* READING PASSAGE:
>> begin

# LANDING NETS WITH RUBBER BAG



## pbcatchemup (Dec 28, 2020)

Looking for a landing net with a rubber bag to minimize damage to baby tarpon. I mostly grab them by hand but feel that a net can sometimes be helpful. Suggestions anyone? Brand, net bag size, handle length? O'Pro has a nice one, not sure if it's big enough. Will be used on my skiff and also a kayak. Thanks.


----------



## Zika (Aug 6, 2015)

Stowmaster. Folding, retractable and coated nets. Very well made. Not cheap, but worth the money IMO.


----------



## trekker (Sep 19, 2015)

RS nets are top notch.


----------



## Crazy Larry (Nov 8, 2017)

I have an ego net. They have lots of options and pretty good build quality for the price. You might find one that fits the bill for your application. I will acknowledge that my toddler managed to break a part of my net, but he's an unfair test. He can break everything except the toys that make the loudest most annoying sounds. Good thing is that they sell spare parts so I was able to replace the broken piece.


----------



## SC on the FLY (Sep 16, 2015)

The stow master saltwater 67 is the net you want , the company will customize too, I got the 72 bag put on my 67, stows great with storage bag and that larger net on the 67 frame will hold a 45 inch redfish no problem


----------



## Smackdaddy53 (Dec 31, 2012)

Crazy Larry said:


> I have an ego net. They have lots of options and pretty good build quality for the price. You might find one that fits the bill for your application. I will acknowledge that my toddler managed to break a part of my net, but he's an unfair test. He can break everything except the toys that make the loudest most annoying sounds. Good thing is that they sell spare parts so I was able to replace the broken piece.


X2 on the EGO nets. I do not use a net but have used these on other’s boats and the rubber nets are nice. Plenty of options! 









S2 Slider Nets


Hight-Tech Fishing Gear for the Savvy Angler. Home of the # 1 Landing Net System on the Planet, the EGO S2 Slider.




www.egofishing.com


----------



## Water Bound (Dec 12, 2018)

>> end

* SUPPLIED RECORDS:
>> begin

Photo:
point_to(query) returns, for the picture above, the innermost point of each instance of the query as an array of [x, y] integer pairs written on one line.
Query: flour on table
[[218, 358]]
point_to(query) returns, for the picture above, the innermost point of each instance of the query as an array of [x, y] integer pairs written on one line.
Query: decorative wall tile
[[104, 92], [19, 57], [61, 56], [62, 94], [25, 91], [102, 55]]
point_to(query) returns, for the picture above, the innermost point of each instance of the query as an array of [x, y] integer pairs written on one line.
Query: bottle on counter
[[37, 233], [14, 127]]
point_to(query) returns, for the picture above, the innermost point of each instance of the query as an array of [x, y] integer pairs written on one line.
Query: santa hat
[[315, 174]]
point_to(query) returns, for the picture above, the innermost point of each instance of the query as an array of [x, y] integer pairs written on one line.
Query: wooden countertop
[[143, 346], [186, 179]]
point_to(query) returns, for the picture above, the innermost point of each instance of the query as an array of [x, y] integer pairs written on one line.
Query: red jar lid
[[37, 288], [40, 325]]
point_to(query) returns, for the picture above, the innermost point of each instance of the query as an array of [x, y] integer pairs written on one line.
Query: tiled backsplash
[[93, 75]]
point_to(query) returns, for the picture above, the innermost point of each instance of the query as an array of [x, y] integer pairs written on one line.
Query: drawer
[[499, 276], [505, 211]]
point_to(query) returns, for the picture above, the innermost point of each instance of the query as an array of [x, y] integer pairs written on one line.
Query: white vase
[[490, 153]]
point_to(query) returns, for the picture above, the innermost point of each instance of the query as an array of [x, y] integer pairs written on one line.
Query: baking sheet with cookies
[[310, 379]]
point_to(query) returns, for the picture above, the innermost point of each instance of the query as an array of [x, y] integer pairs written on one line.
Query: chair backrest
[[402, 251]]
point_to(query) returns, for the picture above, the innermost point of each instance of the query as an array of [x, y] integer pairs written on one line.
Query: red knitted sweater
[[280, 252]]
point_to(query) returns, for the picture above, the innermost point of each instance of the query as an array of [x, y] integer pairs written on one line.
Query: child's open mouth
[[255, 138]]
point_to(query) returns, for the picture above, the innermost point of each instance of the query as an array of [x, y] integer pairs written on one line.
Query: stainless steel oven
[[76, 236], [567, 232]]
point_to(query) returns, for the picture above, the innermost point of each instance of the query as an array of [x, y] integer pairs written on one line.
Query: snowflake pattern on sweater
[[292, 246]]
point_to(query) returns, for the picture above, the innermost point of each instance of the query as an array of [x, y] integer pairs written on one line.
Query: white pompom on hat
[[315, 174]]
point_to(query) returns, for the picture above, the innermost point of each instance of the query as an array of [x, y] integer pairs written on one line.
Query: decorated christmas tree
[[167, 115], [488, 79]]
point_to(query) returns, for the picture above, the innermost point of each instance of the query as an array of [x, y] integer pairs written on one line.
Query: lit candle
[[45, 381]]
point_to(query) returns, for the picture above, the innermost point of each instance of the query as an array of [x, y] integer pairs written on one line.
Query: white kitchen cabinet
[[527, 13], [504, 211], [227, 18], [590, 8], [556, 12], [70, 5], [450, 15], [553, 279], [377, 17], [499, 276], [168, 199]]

>> end

* EXERCISES:
a) Translate this sentence from the landing net thread into Spanish: "Good thing is that they sell spare parts so I was able to replace the broken piece."
b) According to the landing net thread, how large a redfish will the larger net on the 67 frame hold?
c) Echo everything in the landing net thread from "## pbcatchemup (Dec" down to "the money IMO.".
The material has nothing to do with the landing net thread.

* IN RESPONSE:
a) Lo bueno es que venden piezas de repuesto, así que pude reemplazar la pieza rota.

b) A 45-inch redfish.

c)
## pbcatchemup (Dec 28, 2020)

Looking for a landing net with a rubber bag to minimize damage to baby tarpon. I mostly grab them by hand but feel that a net can sometimes be helpful. Suggestions anyone? Brand, net bag size, handle length? O'Pro has a nice one, not sure if it's big enough. Will be used on my skiff and also a kayak. Thanks.


----------



## Zika (Aug 6, 2015)

Stowmaster. Folding, retractable and coated nets. Very well made. Not cheap, but worth the money IMO.